*** ENTRIES SHOWN ***

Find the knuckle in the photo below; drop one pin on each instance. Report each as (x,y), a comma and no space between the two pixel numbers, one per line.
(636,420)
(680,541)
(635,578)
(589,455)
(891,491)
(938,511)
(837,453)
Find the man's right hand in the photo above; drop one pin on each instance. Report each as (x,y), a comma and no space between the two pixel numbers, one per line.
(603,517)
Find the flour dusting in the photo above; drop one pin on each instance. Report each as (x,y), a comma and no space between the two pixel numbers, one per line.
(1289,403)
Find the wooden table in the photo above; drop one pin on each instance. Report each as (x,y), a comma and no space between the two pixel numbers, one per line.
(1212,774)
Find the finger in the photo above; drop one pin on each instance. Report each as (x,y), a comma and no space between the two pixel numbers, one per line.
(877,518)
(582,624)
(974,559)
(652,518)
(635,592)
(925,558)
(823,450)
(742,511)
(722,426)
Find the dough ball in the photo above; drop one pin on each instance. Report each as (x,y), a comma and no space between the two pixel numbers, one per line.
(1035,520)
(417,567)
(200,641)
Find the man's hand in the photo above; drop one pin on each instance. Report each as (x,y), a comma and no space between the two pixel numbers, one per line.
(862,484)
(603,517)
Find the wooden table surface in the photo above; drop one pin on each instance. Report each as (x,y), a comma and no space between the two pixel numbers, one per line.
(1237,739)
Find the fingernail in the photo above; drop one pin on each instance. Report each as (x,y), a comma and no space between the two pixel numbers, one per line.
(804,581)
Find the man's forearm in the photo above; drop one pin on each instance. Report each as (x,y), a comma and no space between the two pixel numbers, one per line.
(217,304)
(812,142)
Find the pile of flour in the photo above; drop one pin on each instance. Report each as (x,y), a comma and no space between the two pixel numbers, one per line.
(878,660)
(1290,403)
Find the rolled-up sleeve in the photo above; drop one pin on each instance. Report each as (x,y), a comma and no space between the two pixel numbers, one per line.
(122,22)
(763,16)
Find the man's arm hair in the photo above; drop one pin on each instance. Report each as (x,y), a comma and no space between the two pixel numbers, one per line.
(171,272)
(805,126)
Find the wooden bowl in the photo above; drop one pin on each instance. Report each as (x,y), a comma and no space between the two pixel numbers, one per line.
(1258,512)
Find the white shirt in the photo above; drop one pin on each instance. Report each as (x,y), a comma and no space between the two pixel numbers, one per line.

***

### PROBLEM REQUIREMENTS
Write out the listing once more, matching it exactly.

### EXERCISE RESPONSE
Find the knuckle in the photo below; drop one pin on each instance. Report each as (x,y), a comma and no space between the two pixel numbers, one per line.
(636,420)
(680,541)
(635,578)
(589,455)
(891,491)
(938,511)
(837,453)
Find the man's right hand in the photo above; drop one pin on each instance. Report each as (x,y), a comma and no space between the two pixel numbers, one per line.
(603,517)
Find the flour dusting in the photo above; drop one pin on each instance. Report each as (x,y), a comma and no space between the two pixel numbers, one per line.
(1289,403)
Find the wooden table in the photo above; drop one pin on each instance. Report each as (x,y), a comma and no space between the two pixel numbers, one per line.
(1212,774)
Find the finger in the photo above; drop one pin on each instance. Report each as (x,y), a comma and no space between the two pixel numbers, one per line.
(877,518)
(582,624)
(974,559)
(652,518)
(635,592)
(925,558)
(823,450)
(742,511)
(722,426)
Find the dough ball in the photo above; drop one pin on each instance. Report each as (x,y), a comma and no space between the two pixel numbers, one per line.
(1035,520)
(417,567)
(200,641)
Find the man's hand in the photo above; drop one pin on each instance. Report each as (x,y), a comma and no space between the two pixel numbers, one per line.
(862,484)
(603,517)
Find the wooden table surface in the photo above; drop one pin on each instance. Report each as (x,y), a comma and no space between the two pixel numbers, one per line.
(1237,739)
Find the fingernail in the photo above; drop one pin on each instance. Report each as (x,y), a comma and no space between the two pixel numbers, one per line.
(804,581)
Find the man's forearm in the photo above; drop one pin on each instance. Report each as (x,y), a comma and no space between the two pixel numbers, one per line.
(217,304)
(812,142)
Find the pile of flour in the photo above; drop one pin on each instance. Report each as (x,y), a comma and no space between the two pixel numbers, one per line.
(878,660)
(1290,403)
Find the rolled-up sleeve in the photo above; drop one pin on each instance. Report each as (x,y), a comma and no space between the two pixel numbers, one per line.
(122,22)
(763,16)
Find the man's arm hair in the photo above; drop one pin on each instance. Report each as (x,y), a comma and no space between the two pixel numbers, one per line.
(171,272)
(805,126)
Find the wooden bowl in the photo above; drop one pin on each instance. Report each as (x,y), a comma and no space between the two pixel numbers, one per line.
(1258,512)
Find the white shirt in the photo above; drop one pin on each instance. Report each as (x,y), a comma and no space between the two pixel numbers, one per line.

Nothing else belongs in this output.